*THE PROBLEM:* Could you copy, exactly as written, every line from the first line of the records through the one containing "positive clicks: (97, 248)"?

MATERIAL PROVIDED Start Marker

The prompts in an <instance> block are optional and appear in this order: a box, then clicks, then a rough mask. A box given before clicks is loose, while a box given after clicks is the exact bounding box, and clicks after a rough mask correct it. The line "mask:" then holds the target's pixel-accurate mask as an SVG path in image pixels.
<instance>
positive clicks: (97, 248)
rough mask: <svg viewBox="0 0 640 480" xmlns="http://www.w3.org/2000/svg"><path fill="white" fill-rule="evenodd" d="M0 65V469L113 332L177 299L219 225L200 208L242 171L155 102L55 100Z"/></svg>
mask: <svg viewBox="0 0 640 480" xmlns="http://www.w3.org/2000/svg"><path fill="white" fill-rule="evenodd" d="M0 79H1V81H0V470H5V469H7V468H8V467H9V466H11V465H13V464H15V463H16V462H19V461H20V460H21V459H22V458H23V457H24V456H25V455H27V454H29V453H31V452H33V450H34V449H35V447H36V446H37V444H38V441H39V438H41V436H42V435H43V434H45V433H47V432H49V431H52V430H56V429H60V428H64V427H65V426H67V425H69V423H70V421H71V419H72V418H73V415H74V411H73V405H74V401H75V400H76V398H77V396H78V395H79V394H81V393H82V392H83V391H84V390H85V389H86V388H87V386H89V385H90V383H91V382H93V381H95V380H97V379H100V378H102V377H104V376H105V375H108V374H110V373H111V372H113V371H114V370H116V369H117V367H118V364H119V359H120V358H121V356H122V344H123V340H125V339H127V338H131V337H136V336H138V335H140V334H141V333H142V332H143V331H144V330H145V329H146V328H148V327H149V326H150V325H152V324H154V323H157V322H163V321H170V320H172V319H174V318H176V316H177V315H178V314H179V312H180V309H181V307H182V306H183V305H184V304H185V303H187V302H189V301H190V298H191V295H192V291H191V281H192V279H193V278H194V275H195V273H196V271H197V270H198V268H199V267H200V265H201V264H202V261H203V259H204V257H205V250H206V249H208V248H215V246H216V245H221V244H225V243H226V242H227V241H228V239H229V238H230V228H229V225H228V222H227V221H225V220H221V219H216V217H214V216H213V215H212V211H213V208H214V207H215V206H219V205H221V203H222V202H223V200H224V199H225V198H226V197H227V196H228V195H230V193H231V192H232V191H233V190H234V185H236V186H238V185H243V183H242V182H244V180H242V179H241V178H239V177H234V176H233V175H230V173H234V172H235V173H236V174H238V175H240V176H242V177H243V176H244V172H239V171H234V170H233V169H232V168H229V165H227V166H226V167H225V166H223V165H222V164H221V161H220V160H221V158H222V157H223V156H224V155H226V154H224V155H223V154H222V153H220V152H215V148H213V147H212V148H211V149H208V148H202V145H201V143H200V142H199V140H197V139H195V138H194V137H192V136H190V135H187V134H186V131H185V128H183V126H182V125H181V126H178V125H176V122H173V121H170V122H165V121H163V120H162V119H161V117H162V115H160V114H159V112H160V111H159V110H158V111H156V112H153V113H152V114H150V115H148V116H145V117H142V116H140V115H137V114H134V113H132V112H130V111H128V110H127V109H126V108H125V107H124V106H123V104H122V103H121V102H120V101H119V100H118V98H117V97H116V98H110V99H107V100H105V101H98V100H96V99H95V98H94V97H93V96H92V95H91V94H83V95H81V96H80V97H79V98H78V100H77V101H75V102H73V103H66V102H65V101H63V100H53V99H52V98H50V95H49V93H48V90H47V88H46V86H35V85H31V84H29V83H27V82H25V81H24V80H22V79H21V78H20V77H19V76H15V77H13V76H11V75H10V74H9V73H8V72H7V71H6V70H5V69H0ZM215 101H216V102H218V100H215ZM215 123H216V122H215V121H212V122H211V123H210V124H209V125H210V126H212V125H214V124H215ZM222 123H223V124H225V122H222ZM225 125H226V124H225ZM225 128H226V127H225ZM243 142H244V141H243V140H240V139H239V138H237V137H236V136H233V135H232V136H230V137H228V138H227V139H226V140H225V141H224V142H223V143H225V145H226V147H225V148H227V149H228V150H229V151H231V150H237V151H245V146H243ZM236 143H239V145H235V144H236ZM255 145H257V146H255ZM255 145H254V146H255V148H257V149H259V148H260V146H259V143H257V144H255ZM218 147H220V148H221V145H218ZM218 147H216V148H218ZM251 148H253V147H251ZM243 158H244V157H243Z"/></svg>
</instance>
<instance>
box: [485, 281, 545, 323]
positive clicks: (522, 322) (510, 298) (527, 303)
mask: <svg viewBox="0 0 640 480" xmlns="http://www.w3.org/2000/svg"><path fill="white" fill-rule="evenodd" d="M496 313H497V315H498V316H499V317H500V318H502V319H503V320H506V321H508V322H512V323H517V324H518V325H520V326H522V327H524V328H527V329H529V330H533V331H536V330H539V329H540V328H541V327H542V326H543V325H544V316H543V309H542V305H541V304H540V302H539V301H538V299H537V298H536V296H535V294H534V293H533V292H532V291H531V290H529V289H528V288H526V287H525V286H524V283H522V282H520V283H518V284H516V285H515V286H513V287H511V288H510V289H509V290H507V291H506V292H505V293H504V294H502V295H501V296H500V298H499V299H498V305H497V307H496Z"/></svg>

MATERIAL PROVIDED End Marker

*SOLVED PROBLEM:*
The prompts in an <instance> block are optional and appear in this order: a box, then clicks, then a rough mask. A box given before clicks is loose, while a box given after clicks is the exact bounding box, and clicks after a rough mask correct it. The line "mask:" then holds the target's pixel-accurate mask as an SVG path in image pixels.
<instance>
positive clicks: (97, 248)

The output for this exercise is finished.